## START Given information

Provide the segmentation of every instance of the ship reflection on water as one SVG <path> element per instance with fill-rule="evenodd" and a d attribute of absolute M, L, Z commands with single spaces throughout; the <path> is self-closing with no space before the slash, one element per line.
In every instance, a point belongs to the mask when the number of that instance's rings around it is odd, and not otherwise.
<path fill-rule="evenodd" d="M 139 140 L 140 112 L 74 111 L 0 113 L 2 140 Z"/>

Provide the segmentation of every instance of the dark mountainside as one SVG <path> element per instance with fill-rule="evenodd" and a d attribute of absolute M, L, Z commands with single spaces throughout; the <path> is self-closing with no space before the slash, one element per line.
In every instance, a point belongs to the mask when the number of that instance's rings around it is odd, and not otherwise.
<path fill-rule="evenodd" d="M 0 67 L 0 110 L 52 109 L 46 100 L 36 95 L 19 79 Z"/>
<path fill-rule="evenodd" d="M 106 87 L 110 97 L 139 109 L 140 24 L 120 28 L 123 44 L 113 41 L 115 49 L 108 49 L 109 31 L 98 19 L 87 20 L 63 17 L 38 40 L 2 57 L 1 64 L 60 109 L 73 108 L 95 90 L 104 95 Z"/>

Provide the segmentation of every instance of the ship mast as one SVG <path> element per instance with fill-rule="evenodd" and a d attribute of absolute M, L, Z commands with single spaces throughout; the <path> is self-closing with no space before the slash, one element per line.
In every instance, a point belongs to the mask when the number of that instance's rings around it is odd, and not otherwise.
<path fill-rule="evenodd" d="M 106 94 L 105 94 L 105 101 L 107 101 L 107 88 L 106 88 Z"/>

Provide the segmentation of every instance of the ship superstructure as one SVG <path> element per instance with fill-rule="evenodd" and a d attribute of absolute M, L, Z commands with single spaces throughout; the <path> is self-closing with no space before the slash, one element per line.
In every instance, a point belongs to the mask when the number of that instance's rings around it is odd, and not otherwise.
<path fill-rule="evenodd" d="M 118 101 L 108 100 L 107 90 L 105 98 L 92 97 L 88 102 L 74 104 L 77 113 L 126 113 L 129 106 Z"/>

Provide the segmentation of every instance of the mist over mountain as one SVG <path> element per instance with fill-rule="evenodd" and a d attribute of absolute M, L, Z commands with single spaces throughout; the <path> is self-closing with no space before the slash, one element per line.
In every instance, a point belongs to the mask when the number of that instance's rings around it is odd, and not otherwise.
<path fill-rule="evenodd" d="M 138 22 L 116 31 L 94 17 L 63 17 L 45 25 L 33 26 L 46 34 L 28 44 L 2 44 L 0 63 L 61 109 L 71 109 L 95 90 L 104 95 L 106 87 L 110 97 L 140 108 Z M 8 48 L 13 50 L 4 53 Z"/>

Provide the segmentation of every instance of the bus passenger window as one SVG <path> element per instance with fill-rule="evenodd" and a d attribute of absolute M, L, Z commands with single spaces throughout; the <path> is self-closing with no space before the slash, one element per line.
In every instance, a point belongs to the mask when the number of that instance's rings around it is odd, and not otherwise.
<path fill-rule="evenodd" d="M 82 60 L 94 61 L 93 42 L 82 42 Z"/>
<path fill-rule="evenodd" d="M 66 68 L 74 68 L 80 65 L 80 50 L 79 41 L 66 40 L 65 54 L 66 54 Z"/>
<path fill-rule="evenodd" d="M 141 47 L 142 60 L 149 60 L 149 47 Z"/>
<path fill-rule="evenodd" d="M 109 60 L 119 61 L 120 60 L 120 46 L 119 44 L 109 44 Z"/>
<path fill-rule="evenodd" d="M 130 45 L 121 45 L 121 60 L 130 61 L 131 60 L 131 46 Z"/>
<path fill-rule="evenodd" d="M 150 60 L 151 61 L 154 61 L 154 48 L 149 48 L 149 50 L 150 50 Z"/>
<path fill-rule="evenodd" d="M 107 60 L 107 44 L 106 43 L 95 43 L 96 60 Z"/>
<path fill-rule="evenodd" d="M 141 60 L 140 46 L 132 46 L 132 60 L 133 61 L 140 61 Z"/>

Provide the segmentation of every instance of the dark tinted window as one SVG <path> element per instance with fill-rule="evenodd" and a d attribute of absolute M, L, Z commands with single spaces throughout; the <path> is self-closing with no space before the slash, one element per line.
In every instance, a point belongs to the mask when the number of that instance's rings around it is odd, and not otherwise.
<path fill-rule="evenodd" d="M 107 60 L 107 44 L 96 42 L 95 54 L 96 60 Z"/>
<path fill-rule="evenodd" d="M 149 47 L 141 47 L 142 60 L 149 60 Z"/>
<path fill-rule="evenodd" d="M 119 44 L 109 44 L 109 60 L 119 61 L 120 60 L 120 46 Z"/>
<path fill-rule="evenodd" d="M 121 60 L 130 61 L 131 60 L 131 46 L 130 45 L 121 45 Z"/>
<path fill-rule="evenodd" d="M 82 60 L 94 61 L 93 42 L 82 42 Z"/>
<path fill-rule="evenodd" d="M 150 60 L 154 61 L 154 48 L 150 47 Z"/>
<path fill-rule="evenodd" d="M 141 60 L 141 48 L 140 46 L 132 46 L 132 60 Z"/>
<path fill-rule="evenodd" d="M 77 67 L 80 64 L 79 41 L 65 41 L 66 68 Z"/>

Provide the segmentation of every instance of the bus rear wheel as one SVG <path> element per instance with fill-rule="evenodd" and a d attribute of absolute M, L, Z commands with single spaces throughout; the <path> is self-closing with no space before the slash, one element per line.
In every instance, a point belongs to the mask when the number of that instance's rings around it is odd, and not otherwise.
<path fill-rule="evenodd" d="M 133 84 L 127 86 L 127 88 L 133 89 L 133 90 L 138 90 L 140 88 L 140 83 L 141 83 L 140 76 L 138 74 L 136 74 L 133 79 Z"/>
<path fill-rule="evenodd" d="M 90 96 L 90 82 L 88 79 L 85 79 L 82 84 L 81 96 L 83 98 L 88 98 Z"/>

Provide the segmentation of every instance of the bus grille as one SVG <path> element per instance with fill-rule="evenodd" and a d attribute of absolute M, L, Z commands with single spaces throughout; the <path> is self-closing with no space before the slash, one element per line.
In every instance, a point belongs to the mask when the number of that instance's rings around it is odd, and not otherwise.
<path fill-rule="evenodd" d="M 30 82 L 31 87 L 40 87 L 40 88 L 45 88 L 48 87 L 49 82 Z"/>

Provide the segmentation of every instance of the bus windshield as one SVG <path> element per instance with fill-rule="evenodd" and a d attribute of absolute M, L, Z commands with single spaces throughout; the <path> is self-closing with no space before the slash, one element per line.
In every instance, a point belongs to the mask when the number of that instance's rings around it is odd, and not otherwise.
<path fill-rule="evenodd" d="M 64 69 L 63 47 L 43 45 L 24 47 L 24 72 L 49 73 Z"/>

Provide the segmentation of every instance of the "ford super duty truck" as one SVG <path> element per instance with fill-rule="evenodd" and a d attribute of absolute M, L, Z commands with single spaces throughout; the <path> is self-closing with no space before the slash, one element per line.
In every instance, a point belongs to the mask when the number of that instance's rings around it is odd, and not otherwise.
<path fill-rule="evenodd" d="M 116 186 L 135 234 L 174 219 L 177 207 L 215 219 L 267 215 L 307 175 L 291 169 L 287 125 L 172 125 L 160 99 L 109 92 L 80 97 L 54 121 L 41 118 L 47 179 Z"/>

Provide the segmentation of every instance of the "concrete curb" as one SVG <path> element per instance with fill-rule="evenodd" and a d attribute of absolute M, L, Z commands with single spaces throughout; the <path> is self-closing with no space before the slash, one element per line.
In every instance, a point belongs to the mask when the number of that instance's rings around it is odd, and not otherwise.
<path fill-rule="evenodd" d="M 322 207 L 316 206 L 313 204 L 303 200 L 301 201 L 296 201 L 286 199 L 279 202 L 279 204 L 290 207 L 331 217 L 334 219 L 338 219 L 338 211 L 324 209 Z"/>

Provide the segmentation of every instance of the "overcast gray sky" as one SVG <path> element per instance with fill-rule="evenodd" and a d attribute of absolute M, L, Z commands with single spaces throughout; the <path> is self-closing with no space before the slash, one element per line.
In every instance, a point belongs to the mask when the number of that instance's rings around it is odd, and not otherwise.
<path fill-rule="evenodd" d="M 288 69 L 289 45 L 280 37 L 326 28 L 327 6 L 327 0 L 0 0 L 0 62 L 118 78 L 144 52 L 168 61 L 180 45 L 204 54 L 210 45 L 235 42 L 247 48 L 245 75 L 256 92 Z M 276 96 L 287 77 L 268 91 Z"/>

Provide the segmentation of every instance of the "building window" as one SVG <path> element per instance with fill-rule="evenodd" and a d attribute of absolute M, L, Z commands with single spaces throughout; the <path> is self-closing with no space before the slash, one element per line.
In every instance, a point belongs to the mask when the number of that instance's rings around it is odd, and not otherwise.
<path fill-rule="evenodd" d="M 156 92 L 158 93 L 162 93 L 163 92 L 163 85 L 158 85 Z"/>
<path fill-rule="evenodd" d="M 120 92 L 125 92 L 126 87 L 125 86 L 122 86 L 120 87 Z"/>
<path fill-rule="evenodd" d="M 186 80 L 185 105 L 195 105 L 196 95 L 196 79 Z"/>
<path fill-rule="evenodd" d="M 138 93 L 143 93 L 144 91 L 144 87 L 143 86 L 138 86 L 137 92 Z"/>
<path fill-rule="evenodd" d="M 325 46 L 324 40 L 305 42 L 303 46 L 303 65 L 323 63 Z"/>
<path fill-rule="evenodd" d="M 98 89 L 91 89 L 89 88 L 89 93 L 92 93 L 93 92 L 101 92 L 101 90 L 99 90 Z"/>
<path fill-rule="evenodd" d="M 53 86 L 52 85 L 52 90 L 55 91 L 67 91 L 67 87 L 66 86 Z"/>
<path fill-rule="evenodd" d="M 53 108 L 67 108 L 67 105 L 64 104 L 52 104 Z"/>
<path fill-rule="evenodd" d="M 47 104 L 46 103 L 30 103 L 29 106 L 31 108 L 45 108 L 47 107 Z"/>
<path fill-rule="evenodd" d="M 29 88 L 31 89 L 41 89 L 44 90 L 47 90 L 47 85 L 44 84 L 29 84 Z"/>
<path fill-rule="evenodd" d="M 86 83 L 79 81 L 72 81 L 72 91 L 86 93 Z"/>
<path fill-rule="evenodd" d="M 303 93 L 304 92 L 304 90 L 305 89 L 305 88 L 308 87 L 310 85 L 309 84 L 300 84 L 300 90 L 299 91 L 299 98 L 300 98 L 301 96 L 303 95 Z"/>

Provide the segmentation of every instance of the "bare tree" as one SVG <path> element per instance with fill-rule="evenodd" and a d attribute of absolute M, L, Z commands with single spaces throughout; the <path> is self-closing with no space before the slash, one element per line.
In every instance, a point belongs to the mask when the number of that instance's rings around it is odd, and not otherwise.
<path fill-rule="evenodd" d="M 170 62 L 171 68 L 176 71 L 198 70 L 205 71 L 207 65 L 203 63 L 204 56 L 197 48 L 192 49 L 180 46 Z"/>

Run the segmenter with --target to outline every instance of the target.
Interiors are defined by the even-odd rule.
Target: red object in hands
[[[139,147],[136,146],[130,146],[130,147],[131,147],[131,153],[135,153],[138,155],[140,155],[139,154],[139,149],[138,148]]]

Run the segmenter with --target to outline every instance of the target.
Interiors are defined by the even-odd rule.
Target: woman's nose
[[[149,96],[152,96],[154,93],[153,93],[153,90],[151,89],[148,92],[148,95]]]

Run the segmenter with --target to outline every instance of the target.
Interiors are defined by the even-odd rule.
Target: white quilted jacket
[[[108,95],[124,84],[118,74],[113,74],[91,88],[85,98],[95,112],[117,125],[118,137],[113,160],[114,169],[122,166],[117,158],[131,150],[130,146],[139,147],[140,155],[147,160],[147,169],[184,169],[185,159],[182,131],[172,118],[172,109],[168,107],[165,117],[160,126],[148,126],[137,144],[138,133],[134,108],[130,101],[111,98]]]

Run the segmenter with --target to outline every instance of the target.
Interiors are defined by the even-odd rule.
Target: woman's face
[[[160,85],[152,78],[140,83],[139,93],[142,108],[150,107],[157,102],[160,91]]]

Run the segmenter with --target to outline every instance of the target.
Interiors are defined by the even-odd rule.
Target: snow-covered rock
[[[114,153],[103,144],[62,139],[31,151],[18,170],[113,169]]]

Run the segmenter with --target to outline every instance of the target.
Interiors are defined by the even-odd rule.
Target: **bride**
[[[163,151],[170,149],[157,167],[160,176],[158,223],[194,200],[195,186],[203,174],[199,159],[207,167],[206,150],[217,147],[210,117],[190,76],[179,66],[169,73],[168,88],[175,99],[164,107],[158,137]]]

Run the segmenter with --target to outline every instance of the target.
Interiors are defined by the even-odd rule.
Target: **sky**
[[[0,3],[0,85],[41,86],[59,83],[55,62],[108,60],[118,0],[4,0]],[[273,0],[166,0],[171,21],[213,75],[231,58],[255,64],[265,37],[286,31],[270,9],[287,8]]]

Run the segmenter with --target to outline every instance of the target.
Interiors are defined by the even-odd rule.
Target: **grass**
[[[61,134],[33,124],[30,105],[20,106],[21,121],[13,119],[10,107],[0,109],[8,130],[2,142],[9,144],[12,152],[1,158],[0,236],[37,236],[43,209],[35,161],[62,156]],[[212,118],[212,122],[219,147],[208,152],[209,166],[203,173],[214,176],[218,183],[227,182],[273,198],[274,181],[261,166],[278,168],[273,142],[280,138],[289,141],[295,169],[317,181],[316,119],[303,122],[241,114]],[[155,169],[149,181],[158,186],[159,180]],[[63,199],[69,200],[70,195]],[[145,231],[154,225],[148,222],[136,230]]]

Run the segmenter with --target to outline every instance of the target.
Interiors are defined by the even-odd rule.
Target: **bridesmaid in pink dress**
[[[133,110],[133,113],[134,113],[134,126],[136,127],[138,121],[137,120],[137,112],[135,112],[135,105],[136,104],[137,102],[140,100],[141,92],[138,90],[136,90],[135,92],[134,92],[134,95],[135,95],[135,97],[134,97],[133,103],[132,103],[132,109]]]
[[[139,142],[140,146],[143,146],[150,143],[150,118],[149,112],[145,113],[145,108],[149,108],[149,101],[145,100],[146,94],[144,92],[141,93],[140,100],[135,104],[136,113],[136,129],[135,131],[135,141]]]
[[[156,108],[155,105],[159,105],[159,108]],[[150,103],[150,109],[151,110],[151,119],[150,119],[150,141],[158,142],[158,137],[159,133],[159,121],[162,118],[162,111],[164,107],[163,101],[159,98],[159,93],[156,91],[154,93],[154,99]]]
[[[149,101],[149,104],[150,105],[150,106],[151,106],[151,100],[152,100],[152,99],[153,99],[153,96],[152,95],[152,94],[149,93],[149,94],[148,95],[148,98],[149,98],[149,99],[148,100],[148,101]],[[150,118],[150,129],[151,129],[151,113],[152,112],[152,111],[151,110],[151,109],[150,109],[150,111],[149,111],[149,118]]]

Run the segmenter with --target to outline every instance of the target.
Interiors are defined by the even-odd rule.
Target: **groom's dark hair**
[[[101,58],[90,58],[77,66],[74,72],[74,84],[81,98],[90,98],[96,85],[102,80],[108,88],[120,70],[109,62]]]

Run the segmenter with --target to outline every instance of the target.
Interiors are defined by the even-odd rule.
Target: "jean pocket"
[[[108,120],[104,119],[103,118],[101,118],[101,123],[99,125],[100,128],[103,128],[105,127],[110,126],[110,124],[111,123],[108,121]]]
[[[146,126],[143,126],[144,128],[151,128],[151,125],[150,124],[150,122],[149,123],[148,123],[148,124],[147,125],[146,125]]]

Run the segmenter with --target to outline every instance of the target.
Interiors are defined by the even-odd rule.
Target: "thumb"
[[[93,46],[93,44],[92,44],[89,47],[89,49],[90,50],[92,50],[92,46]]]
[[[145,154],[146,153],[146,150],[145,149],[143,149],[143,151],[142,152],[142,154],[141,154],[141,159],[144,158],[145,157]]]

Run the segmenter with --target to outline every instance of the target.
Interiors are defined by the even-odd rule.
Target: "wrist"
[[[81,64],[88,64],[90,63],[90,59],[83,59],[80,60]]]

## END Given information

> **Goal**
Report every line of the records in which the word "woman" appears, with case counting.

> **Response below**
Target: woman's nose
Target: woman's face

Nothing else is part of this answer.